## Check your understanding
1/ Set down the part of the business intelligence article that opens with the words containing "Software giants like" and closes with "hurt business intelligence?", word for word.
2/ Translate this sentence from the business intelligence article into Spanish: "The business intelligence wave has come, hit the shore, and is now receding."

## Excerpted passage
Business Intelligence: Revenues Drift Down

June 21, 2008

The business intelligence revolution has come and seems to be headed for knee surgery. The nimbleness is gone. If Information Week has it right, business intelligence in the US needs help to get back on the revenue treadmill. Mary Hayes Weier’s essay “Business Intelligence Software Growth Shows Dramatic Drop in U.S.” is here. Ms. Weier’s key point is, “Sales growth of BI software in the United States…sputtered to just five percent.”

BI, as the aficionados prefer, is the stuff that fires the synapses of smart managers. That may be true, but the market is dominated by a handful of companies who seem to be intent of sucking the oxygen from the market, stunting smaller BI vendors, and competing with one another.

Software giants like IBM, Microsoft, and Oracle seem to be moving to a super sized version of Microsoft Office only this time the suite contains application servers, databases, analytics, and search. Will this strategy of delivering a dump truck filled with software help or hurt business intelligence?

My thought upon reading Ms. Weier’s essay was that the effect of on premises systems of such complexity will hasten the emergence of cloud-based solutions. The reasons are easy to identify:

  1. Information technology departments are no longer able to budget reliably. The slightest glitch can chew through a budget. More complexity means more glitches and less control and predictability in IT spending. Solution? Shift to the cloud and a price list.
  2. Vendors will find their marketing assurances losing efficacy. Customers cannot afford systems that do not work as advertised. For many years, licensees have been reluctant to grouse. That is beginning to change. Even stage managed vendor trade shows are becoming tough to hold to the party line. Going forward, licensees may become more vocal in their criticism of software and pricing policies. Buggy software “sells” consulting services until licensees get savvy about this ploy.
  3. Smaller firms may find it easier to explore alternative delivery, pricing, and support models. A small vendor has  narrow margin of error. On the other hand, a smaller outfit can make a change to a business quickly. When there are large numbers of competitors, one or two of these outfits may find the keys to the kingdom. The giant firms will be unable to adapt quickly and in effect become more vulnerable.

The business intelligence wave has come, hit the shore, and is now receding. Companies want to make decisions based on data, and the winners will be firms who can make complexity less painful from the cloud.  My hypothesis is that  a shake up is coming. It may take many years, but  the dominant companies will be the  BI equivalent of Toyota and Honda surrounded by a small number of specialists. Whom do you think will emerge as the BI winners? I am going to put my money on the GOOG for these reasons: big league analytics in an easy to use package, cloud capability, and big data to complement the puny data sets most companies crunch for their current BI analyses.

Natural-language object grounding rows
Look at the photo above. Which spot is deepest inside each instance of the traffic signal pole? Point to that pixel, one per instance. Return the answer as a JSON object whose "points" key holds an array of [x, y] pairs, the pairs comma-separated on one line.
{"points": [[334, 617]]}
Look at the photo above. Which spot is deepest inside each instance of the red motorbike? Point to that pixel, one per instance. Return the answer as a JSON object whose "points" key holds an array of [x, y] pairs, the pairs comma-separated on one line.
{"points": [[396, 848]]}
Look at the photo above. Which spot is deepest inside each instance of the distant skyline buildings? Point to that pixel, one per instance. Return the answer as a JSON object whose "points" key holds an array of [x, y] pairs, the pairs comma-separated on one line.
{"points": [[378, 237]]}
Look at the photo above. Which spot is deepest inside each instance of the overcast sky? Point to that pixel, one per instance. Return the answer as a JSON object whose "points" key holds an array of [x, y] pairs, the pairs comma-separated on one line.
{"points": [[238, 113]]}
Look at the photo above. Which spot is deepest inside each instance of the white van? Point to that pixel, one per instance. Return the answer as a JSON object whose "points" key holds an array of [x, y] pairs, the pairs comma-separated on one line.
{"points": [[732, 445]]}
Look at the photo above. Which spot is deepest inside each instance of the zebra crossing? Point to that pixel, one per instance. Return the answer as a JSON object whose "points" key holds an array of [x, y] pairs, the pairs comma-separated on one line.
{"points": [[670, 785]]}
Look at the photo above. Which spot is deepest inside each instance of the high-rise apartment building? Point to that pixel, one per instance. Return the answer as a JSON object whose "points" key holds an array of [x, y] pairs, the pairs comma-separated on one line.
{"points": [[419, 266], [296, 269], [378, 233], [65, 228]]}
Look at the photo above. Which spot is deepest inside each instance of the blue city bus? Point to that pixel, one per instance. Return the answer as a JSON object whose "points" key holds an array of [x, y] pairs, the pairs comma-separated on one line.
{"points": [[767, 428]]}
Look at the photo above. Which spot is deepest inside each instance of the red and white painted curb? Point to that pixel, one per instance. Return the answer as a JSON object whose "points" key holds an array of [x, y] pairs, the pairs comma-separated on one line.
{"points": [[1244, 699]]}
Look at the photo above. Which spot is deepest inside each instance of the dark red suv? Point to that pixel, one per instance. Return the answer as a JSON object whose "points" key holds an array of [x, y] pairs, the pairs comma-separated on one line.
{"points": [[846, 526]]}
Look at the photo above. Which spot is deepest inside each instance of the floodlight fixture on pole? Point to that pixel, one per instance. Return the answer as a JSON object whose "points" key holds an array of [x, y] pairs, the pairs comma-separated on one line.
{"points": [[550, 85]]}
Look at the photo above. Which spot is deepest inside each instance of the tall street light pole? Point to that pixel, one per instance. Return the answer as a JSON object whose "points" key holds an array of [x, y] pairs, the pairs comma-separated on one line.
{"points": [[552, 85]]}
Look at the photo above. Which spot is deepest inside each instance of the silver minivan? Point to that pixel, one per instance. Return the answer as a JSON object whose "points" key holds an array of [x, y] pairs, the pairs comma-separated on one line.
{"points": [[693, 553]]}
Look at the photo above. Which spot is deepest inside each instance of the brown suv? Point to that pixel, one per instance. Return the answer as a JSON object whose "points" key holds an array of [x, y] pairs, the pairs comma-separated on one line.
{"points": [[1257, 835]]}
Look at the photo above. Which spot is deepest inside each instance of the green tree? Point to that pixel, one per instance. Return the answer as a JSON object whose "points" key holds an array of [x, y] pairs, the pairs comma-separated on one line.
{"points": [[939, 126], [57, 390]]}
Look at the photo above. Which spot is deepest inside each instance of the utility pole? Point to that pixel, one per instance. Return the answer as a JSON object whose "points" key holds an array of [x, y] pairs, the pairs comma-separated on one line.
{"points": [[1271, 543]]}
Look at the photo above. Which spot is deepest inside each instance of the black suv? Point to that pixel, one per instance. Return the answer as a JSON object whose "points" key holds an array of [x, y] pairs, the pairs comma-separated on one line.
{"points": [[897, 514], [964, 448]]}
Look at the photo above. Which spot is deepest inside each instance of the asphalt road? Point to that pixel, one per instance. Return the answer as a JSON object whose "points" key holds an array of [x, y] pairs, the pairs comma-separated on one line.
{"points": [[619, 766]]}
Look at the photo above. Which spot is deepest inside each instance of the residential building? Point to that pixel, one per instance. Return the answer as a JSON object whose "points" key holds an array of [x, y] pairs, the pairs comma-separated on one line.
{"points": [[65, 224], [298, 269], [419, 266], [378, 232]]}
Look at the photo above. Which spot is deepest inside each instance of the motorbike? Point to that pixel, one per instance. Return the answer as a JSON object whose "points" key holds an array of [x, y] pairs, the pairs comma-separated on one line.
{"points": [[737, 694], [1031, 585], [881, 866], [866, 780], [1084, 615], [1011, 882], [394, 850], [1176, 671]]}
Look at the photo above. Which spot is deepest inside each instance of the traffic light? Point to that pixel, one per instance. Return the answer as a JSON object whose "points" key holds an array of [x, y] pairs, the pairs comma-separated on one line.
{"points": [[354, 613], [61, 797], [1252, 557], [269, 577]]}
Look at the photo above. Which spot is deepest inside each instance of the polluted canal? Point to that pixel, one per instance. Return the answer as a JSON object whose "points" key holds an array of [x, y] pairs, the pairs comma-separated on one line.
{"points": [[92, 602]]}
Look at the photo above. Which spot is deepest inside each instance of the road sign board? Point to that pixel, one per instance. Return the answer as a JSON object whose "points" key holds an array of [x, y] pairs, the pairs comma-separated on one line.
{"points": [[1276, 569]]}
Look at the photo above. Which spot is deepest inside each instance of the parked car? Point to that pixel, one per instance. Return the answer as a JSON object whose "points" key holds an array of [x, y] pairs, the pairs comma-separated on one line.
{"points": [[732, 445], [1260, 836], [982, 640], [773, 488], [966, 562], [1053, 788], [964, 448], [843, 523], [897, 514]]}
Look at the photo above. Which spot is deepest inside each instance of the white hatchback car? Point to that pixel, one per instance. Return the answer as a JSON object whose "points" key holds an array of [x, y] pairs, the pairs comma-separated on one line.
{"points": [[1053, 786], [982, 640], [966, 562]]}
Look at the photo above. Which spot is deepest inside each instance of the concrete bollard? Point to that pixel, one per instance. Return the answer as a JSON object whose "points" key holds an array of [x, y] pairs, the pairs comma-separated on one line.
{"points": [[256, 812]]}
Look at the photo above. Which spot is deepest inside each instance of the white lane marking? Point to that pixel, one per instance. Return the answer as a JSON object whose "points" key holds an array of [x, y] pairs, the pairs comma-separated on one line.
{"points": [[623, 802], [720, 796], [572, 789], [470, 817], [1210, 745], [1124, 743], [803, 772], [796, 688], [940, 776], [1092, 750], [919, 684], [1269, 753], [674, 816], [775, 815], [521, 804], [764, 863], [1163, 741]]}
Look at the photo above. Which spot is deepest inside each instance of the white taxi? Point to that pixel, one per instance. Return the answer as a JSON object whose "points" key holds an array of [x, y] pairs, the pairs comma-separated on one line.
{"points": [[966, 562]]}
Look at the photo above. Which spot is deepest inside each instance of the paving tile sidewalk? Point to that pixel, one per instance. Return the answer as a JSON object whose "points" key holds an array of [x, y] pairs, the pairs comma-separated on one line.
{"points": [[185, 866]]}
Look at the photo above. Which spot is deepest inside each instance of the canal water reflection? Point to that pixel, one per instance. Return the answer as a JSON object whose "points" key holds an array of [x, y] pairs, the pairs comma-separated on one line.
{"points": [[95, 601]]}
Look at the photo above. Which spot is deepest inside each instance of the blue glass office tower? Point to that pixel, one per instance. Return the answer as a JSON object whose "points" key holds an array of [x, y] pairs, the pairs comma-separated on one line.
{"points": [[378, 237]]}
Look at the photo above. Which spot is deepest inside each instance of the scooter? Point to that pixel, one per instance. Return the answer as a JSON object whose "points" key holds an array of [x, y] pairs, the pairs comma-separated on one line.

## Your written answers
1/
Software giants like IBM, Microsoft, and Oracle seem to be moving to a super sized version of Microsoft Office only this time the suite contains application servers, databases, analytics, and search. Will this strategy of delivering a dump truck filled with software help or hurt business intelligence?

2/ La ola de la inteligencia de negocios ha llegado, ha golpeado la orilla y ahora está retrocediendo.